§ WORK TO COMPLETE:
From the line with "Outline the travertine" up to and including the line with "621,620 -> 1279,896", copy the data again in full, requests included, and multiply every box coordinate in the answers by 2.25, rounding each to a whole number with halves rounded up. Leave the numbers in the requests and in their format sample unchanged.

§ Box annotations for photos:
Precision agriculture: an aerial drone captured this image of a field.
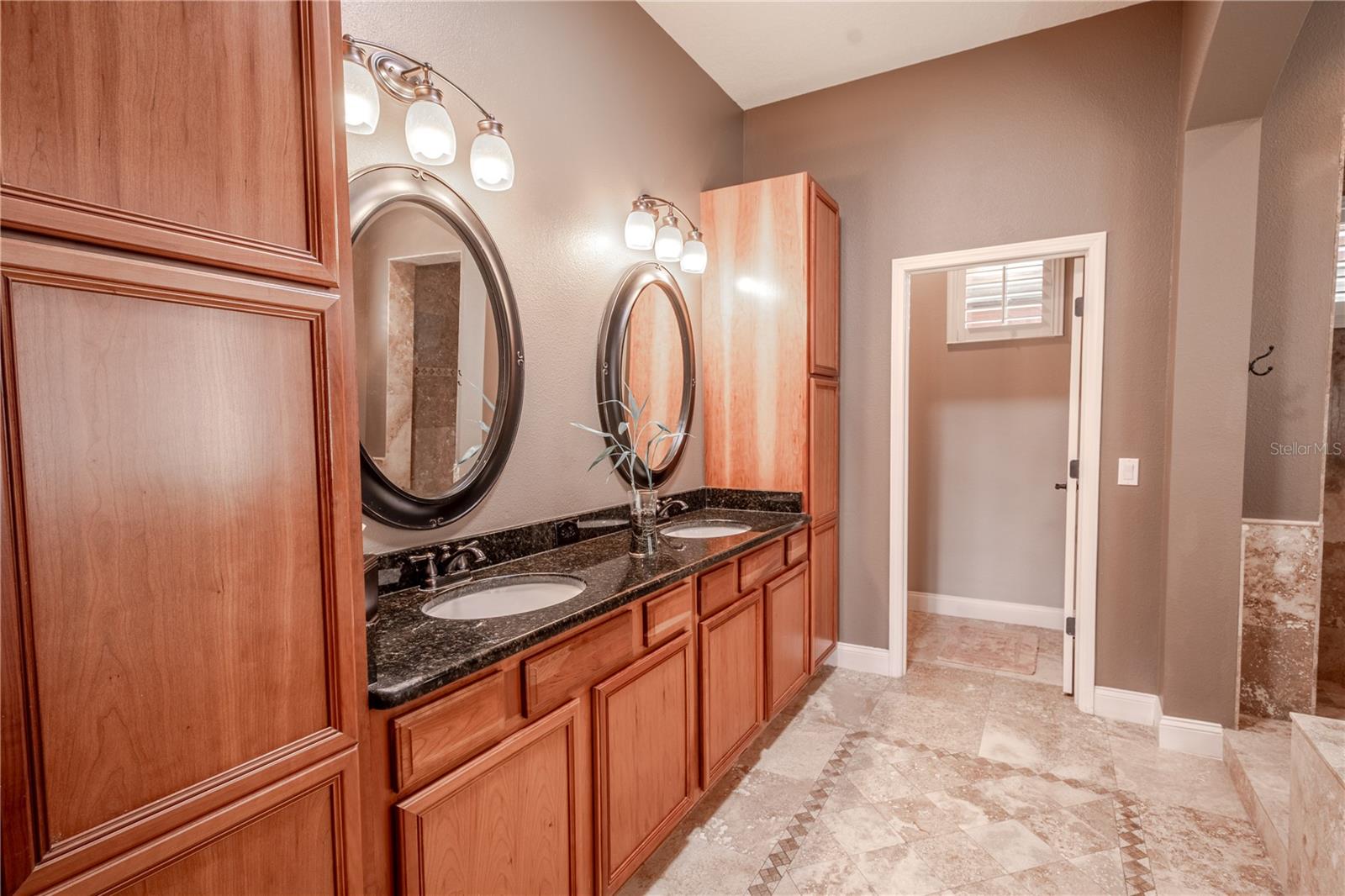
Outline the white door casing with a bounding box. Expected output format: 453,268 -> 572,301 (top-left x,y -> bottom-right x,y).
888,231 -> 1107,713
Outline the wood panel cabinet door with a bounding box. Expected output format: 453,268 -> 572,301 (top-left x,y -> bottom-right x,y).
809,520 -> 841,668
805,377 -> 841,522
593,634 -> 695,893
698,173 -> 809,491
0,0 -> 345,285
397,699 -> 587,896
0,239 -> 366,891
699,589 -> 765,788
765,562 -> 812,716
809,180 -> 841,377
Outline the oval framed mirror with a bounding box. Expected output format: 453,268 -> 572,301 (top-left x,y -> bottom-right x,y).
597,261 -> 695,488
350,166 -> 523,529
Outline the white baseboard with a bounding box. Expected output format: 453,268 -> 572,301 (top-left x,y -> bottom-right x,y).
1094,686 -> 1163,728
908,591 -> 1065,631
825,641 -> 888,676
1158,716 -> 1224,759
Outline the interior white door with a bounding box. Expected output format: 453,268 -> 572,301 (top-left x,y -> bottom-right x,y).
1060,258 -> 1085,694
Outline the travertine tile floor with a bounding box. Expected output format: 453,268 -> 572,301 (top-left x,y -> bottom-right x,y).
621,620 -> 1279,896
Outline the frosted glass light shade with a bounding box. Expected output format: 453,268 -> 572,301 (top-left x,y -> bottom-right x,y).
341,52 -> 378,133
654,215 -> 682,261
625,208 -> 657,250
682,233 -> 710,273
472,119 -> 514,191
406,92 -> 457,166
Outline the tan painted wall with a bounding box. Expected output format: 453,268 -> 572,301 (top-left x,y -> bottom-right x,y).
1159,119 -> 1260,725
744,4 -> 1181,693
1242,3 -> 1345,520
341,3 -> 742,549
906,271 -> 1071,607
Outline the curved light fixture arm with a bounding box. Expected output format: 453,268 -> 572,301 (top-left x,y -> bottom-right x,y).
635,192 -> 701,233
341,34 -> 496,121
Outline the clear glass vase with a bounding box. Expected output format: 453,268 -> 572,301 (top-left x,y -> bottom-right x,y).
630,488 -> 659,557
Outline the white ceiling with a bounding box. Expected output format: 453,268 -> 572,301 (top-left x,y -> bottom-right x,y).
641,0 -> 1139,109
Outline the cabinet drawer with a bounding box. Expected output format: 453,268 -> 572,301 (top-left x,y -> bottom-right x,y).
393,672 -> 509,791
738,538 -> 784,593
644,581 -> 695,647
699,560 -> 738,619
523,609 -> 635,717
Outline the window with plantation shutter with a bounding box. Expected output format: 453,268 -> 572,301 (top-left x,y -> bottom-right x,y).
1336,197 -> 1345,327
948,258 -> 1065,343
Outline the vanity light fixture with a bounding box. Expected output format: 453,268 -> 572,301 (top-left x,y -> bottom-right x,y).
625,193 -> 709,273
341,34 -> 514,191
341,43 -> 378,133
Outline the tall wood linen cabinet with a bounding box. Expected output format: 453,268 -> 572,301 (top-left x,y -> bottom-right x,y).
699,173 -> 841,668
0,0 -> 366,896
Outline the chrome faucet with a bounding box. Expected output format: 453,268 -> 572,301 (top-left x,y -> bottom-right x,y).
659,498 -> 691,519
444,540 -> 487,581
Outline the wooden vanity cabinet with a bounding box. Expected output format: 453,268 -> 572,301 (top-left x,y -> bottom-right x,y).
397,699 -> 588,896
701,173 -> 841,667
701,589 -> 765,787
593,632 -> 697,893
762,562 -> 812,716
809,519 -> 839,668
361,529 -> 812,896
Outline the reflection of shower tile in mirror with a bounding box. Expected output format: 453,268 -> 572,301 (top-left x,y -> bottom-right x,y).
382,261 -> 415,486
410,261 -> 462,495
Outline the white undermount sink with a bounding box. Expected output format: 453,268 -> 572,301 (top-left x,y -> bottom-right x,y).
421,574 -> 587,619
663,519 -> 752,538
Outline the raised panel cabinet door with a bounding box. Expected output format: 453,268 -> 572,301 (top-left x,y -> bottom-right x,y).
395,699 -> 581,896
0,240 -> 365,889
0,0 -> 345,285
699,589 -> 765,787
593,634 -> 695,892
697,173 -> 809,491
809,182 -> 841,377
765,562 -> 812,716
809,520 -> 841,668
805,377 -> 841,522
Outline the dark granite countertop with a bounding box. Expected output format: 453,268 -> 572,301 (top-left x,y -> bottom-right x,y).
368,507 -> 810,709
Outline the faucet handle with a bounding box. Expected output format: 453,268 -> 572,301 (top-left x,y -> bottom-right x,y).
444,538 -> 486,573
406,551 -> 439,587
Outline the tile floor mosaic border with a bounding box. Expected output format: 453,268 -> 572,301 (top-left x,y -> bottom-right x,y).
748,730 -> 1157,896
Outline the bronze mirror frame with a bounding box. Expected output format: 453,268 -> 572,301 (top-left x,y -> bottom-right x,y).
350,164 -> 523,529
597,261 -> 695,488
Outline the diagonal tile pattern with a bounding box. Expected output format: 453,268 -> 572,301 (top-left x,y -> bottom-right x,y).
623,620 -> 1279,896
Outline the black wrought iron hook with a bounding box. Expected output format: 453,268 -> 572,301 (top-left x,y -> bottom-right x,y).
1247,345 -> 1275,377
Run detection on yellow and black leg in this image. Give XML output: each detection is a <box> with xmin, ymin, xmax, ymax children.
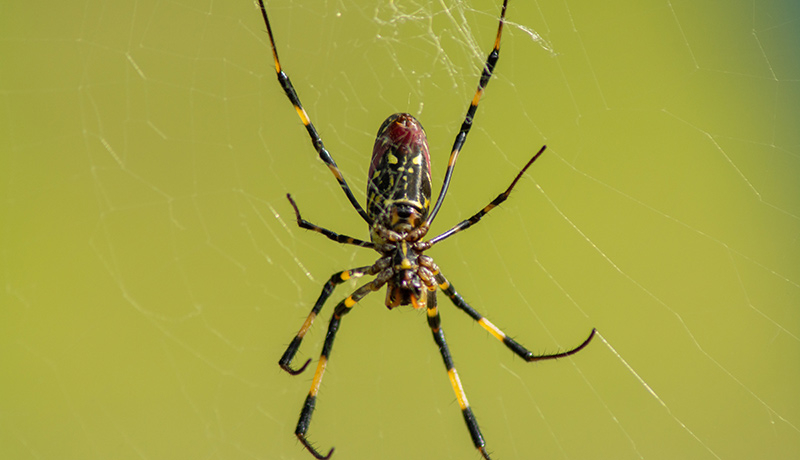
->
<box><xmin>296</xmin><ymin>272</ymin><xmax>391</xmax><ymax>459</ymax></box>
<box><xmin>278</xmin><ymin>261</ymin><xmax>386</xmax><ymax>375</ymax></box>
<box><xmin>286</xmin><ymin>193</ymin><xmax>375</xmax><ymax>248</ymax></box>
<box><xmin>258</xmin><ymin>0</ymin><xmax>372</xmax><ymax>225</ymax></box>
<box><xmin>436</xmin><ymin>273</ymin><xmax>596</xmax><ymax>362</ymax></box>
<box><xmin>427</xmin><ymin>290</ymin><xmax>489</xmax><ymax>460</ymax></box>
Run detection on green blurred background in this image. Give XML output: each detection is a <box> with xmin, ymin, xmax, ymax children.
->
<box><xmin>0</xmin><ymin>0</ymin><xmax>800</xmax><ymax>459</ymax></box>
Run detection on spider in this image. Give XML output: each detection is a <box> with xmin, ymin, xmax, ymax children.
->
<box><xmin>258</xmin><ymin>0</ymin><xmax>596</xmax><ymax>460</ymax></box>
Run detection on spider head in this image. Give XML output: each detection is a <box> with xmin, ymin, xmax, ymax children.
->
<box><xmin>367</xmin><ymin>113</ymin><xmax>431</xmax><ymax>242</ymax></box>
<box><xmin>386</xmin><ymin>241</ymin><xmax>427</xmax><ymax>309</ymax></box>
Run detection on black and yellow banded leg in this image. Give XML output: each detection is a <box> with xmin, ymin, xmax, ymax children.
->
<box><xmin>258</xmin><ymin>0</ymin><xmax>372</xmax><ymax>225</ymax></box>
<box><xmin>286</xmin><ymin>193</ymin><xmax>375</xmax><ymax>248</ymax></box>
<box><xmin>428</xmin><ymin>146</ymin><xmax>547</xmax><ymax>246</ymax></box>
<box><xmin>278</xmin><ymin>261</ymin><xmax>385</xmax><ymax>375</ymax></box>
<box><xmin>425</xmin><ymin>0</ymin><xmax>508</xmax><ymax>227</ymax></box>
<box><xmin>436</xmin><ymin>273</ymin><xmax>596</xmax><ymax>362</ymax></box>
<box><xmin>427</xmin><ymin>290</ymin><xmax>490</xmax><ymax>460</ymax></box>
<box><xmin>296</xmin><ymin>272</ymin><xmax>391</xmax><ymax>459</ymax></box>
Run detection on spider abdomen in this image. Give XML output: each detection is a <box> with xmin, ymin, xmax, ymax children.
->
<box><xmin>367</xmin><ymin>113</ymin><xmax>431</xmax><ymax>234</ymax></box>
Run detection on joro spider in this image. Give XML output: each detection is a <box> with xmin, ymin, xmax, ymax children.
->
<box><xmin>258</xmin><ymin>0</ymin><xmax>595</xmax><ymax>460</ymax></box>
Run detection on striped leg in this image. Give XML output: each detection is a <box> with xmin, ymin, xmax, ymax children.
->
<box><xmin>278</xmin><ymin>259</ymin><xmax>388</xmax><ymax>375</ymax></box>
<box><xmin>258</xmin><ymin>0</ymin><xmax>372</xmax><ymax>225</ymax></box>
<box><xmin>424</xmin><ymin>0</ymin><xmax>508</xmax><ymax>227</ymax></box>
<box><xmin>296</xmin><ymin>270</ymin><xmax>391</xmax><ymax>459</ymax></box>
<box><xmin>428</xmin><ymin>146</ymin><xmax>547</xmax><ymax>247</ymax></box>
<box><xmin>286</xmin><ymin>193</ymin><xmax>375</xmax><ymax>248</ymax></box>
<box><xmin>436</xmin><ymin>273</ymin><xmax>596</xmax><ymax>362</ymax></box>
<box><xmin>427</xmin><ymin>290</ymin><xmax>490</xmax><ymax>460</ymax></box>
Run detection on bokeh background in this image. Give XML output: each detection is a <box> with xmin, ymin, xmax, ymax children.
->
<box><xmin>0</xmin><ymin>0</ymin><xmax>800</xmax><ymax>460</ymax></box>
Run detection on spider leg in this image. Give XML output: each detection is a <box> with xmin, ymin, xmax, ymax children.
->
<box><xmin>278</xmin><ymin>259</ymin><xmax>387</xmax><ymax>375</ymax></box>
<box><xmin>424</xmin><ymin>0</ymin><xmax>508</xmax><ymax>227</ymax></box>
<box><xmin>428</xmin><ymin>145</ymin><xmax>547</xmax><ymax>246</ymax></box>
<box><xmin>435</xmin><ymin>272</ymin><xmax>597</xmax><ymax>362</ymax></box>
<box><xmin>296</xmin><ymin>272</ymin><xmax>392</xmax><ymax>460</ymax></box>
<box><xmin>286</xmin><ymin>193</ymin><xmax>375</xmax><ymax>248</ymax></box>
<box><xmin>427</xmin><ymin>290</ymin><xmax>490</xmax><ymax>460</ymax></box>
<box><xmin>258</xmin><ymin>0</ymin><xmax>372</xmax><ymax>225</ymax></box>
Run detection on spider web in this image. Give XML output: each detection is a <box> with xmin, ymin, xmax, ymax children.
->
<box><xmin>0</xmin><ymin>0</ymin><xmax>800</xmax><ymax>459</ymax></box>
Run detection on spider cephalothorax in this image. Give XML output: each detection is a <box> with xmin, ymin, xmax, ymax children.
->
<box><xmin>259</xmin><ymin>0</ymin><xmax>595</xmax><ymax>460</ymax></box>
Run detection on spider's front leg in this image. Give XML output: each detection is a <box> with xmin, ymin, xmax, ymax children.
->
<box><xmin>427</xmin><ymin>288</ymin><xmax>490</xmax><ymax>460</ymax></box>
<box><xmin>294</xmin><ymin>268</ymin><xmax>392</xmax><ymax>460</ymax></box>
<box><xmin>434</xmin><ymin>265</ymin><xmax>597</xmax><ymax>362</ymax></box>
<box><xmin>278</xmin><ymin>258</ymin><xmax>389</xmax><ymax>375</ymax></box>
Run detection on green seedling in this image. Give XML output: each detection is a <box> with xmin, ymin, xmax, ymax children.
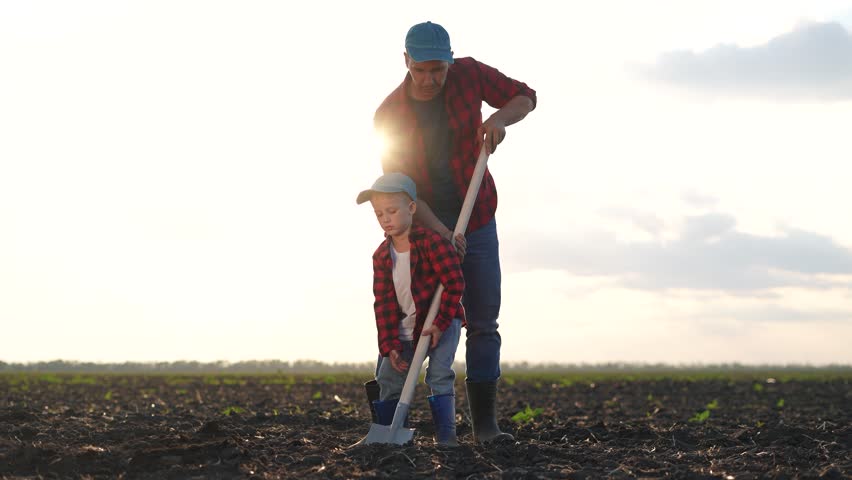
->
<box><xmin>512</xmin><ymin>405</ymin><xmax>544</xmax><ymax>424</ymax></box>
<box><xmin>689</xmin><ymin>410</ymin><xmax>710</xmax><ymax>423</ymax></box>
<box><xmin>222</xmin><ymin>405</ymin><xmax>246</xmax><ymax>416</ymax></box>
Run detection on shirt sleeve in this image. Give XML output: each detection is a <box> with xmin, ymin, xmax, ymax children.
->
<box><xmin>373</xmin><ymin>249</ymin><xmax>402</xmax><ymax>357</ymax></box>
<box><xmin>429</xmin><ymin>233</ymin><xmax>464</xmax><ymax>332</ymax></box>
<box><xmin>476</xmin><ymin>61</ymin><xmax>537</xmax><ymax>109</ymax></box>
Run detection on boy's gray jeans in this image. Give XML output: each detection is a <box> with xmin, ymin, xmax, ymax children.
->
<box><xmin>376</xmin><ymin>319</ymin><xmax>461</xmax><ymax>401</ymax></box>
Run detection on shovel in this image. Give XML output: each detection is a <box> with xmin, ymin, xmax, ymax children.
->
<box><xmin>359</xmin><ymin>145</ymin><xmax>488</xmax><ymax>445</ymax></box>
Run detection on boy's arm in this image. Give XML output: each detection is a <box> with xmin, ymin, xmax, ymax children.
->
<box><xmin>373</xmin><ymin>256</ymin><xmax>402</xmax><ymax>357</ymax></box>
<box><xmin>429</xmin><ymin>232</ymin><xmax>464</xmax><ymax>332</ymax></box>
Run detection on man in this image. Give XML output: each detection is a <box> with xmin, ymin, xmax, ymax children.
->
<box><xmin>367</xmin><ymin>22</ymin><xmax>536</xmax><ymax>442</ymax></box>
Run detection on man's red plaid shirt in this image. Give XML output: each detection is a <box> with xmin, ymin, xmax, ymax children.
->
<box><xmin>373</xmin><ymin>225</ymin><xmax>464</xmax><ymax>357</ymax></box>
<box><xmin>374</xmin><ymin>57</ymin><xmax>536</xmax><ymax>232</ymax></box>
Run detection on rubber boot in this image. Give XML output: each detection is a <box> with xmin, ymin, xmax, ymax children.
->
<box><xmin>373</xmin><ymin>398</ymin><xmax>409</xmax><ymax>428</ymax></box>
<box><xmin>426</xmin><ymin>393</ymin><xmax>459</xmax><ymax>447</ymax></box>
<box><xmin>465</xmin><ymin>381</ymin><xmax>515</xmax><ymax>443</ymax></box>
<box><xmin>364</xmin><ymin>380</ymin><xmax>379</xmax><ymax>423</ymax></box>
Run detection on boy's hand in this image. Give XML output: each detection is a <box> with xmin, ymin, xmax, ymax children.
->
<box><xmin>444</xmin><ymin>230</ymin><xmax>467</xmax><ymax>261</ymax></box>
<box><xmin>422</xmin><ymin>325</ymin><xmax>444</xmax><ymax>348</ymax></box>
<box><xmin>388</xmin><ymin>350</ymin><xmax>408</xmax><ymax>373</ymax></box>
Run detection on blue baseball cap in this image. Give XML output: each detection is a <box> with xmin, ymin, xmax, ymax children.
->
<box><xmin>355</xmin><ymin>173</ymin><xmax>417</xmax><ymax>205</ymax></box>
<box><xmin>405</xmin><ymin>22</ymin><xmax>453</xmax><ymax>63</ymax></box>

§ ANSWER:
Outline the travertine tile floor with a bounding box. Expected output format: 453,268 -> 572,301 (top-left x,y -> bottom-right x,y).
1397,1395 -> 2878,2016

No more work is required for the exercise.